§ What is required: On how many lines of the data below does the word "green" appear? Reply with the number only.

[Stored dataset items]
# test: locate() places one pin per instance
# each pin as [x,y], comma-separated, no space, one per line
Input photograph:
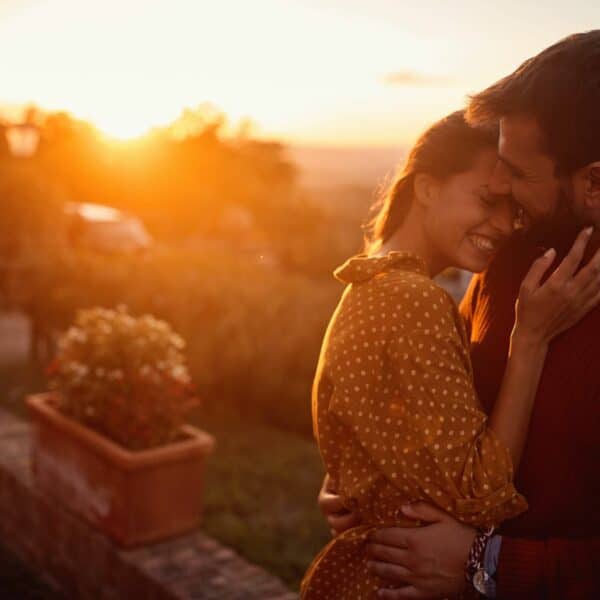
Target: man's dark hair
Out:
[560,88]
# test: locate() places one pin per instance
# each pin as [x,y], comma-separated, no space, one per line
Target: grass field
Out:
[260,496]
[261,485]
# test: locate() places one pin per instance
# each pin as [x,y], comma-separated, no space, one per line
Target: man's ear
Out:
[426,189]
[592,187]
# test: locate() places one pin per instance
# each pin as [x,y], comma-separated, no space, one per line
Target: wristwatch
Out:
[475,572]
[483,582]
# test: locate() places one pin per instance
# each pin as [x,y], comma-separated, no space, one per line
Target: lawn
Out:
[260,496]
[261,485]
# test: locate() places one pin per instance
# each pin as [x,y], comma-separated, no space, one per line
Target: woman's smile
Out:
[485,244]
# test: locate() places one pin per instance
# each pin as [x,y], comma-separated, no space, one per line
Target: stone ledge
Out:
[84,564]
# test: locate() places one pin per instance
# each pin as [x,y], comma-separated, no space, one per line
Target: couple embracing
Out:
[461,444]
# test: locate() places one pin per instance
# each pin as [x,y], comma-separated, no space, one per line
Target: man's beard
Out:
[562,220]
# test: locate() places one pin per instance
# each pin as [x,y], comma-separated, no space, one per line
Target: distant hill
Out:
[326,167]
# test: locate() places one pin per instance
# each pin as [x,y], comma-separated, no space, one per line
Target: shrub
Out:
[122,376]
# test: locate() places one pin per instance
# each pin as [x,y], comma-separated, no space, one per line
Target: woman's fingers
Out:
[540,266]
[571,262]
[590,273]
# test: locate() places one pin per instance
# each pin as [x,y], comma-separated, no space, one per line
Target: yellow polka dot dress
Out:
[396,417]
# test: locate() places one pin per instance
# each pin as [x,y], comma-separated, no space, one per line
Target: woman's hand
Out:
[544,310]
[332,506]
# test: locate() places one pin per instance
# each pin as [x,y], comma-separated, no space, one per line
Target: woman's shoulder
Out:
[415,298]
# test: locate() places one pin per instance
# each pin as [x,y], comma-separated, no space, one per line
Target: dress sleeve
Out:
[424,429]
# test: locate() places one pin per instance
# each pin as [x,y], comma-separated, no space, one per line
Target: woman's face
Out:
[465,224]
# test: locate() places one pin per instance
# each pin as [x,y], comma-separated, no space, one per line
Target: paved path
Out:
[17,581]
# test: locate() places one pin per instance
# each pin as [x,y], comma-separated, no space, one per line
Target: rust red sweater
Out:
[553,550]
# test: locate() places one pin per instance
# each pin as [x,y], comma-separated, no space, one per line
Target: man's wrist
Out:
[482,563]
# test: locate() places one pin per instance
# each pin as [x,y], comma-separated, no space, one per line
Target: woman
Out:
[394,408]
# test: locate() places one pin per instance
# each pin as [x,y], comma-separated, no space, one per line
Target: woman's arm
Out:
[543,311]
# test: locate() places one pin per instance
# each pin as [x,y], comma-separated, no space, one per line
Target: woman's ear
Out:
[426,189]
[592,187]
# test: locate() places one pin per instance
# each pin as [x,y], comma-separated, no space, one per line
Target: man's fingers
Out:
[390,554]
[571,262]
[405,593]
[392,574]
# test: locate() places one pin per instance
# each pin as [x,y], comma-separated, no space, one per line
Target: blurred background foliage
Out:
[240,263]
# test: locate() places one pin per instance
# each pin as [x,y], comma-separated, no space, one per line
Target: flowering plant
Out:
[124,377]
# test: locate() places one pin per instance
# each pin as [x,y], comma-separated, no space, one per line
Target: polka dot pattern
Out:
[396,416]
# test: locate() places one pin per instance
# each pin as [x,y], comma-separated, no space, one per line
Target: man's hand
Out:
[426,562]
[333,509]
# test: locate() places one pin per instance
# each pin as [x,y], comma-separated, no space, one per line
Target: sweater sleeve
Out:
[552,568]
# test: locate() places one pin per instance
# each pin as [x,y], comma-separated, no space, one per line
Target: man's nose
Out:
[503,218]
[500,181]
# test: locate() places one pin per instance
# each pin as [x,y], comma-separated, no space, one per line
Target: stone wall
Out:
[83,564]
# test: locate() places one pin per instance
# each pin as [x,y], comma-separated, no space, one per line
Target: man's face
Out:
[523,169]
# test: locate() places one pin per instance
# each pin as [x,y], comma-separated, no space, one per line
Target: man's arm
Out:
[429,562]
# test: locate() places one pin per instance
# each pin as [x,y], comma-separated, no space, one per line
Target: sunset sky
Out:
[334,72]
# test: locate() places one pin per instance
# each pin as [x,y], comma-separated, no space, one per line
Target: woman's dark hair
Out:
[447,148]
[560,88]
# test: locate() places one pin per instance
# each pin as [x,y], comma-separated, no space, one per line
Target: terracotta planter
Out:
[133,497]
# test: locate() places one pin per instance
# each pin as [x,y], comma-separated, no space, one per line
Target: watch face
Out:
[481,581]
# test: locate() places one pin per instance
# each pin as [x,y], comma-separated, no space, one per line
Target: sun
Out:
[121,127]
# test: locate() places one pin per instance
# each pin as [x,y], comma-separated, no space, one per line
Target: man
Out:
* * *
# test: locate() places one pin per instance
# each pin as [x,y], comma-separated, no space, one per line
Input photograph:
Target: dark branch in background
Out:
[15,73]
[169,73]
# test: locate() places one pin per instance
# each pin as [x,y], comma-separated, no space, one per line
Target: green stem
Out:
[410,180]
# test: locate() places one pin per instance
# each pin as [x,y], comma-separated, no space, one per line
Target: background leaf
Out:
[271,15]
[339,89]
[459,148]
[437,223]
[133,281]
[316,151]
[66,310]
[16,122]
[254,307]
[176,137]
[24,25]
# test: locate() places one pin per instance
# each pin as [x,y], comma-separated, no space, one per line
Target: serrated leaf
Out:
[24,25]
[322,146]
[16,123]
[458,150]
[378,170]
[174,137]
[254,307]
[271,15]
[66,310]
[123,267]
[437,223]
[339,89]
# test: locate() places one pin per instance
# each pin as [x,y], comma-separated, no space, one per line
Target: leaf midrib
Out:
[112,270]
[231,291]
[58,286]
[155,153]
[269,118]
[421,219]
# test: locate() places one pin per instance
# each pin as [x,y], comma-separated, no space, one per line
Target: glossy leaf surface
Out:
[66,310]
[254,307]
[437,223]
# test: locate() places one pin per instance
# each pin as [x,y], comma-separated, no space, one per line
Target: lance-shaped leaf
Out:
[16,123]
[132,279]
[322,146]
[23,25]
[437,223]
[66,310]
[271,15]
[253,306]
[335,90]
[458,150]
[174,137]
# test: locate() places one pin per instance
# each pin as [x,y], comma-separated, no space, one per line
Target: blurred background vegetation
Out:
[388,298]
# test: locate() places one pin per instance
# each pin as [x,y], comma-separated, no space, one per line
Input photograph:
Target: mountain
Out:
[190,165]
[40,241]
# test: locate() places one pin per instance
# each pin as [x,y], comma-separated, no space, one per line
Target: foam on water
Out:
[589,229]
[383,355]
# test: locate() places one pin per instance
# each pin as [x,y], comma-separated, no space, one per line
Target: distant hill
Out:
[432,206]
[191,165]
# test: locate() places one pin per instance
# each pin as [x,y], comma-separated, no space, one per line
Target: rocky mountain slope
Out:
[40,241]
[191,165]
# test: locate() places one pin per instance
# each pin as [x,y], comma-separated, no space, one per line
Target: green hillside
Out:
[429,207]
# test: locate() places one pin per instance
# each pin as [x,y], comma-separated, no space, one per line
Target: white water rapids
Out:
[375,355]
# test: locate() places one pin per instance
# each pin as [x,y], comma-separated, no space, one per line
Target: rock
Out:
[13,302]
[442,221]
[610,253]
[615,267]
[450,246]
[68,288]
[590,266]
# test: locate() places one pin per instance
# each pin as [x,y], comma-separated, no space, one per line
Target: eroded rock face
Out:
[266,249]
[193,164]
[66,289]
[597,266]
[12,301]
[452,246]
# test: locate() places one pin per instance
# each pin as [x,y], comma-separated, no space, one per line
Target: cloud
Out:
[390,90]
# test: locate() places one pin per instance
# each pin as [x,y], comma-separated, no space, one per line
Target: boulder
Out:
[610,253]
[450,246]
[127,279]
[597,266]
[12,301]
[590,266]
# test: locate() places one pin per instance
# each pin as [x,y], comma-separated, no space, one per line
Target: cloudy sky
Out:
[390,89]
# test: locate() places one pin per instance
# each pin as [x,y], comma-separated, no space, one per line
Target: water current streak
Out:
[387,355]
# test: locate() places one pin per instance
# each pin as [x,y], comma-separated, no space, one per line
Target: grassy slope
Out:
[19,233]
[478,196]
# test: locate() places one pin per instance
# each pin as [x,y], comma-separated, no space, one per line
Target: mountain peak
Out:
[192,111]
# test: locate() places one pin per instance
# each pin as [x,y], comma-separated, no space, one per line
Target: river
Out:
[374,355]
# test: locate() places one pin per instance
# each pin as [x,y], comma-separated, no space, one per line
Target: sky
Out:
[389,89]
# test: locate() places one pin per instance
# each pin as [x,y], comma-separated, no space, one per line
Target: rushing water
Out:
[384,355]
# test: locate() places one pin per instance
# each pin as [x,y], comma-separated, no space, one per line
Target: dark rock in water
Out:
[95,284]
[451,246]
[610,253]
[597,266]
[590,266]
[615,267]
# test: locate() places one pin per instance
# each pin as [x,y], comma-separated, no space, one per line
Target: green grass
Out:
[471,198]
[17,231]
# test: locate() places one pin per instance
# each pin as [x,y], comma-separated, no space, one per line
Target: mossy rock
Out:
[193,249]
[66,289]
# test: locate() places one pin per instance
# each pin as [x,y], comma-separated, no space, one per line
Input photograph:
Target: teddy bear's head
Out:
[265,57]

§ Response to this exercise: 3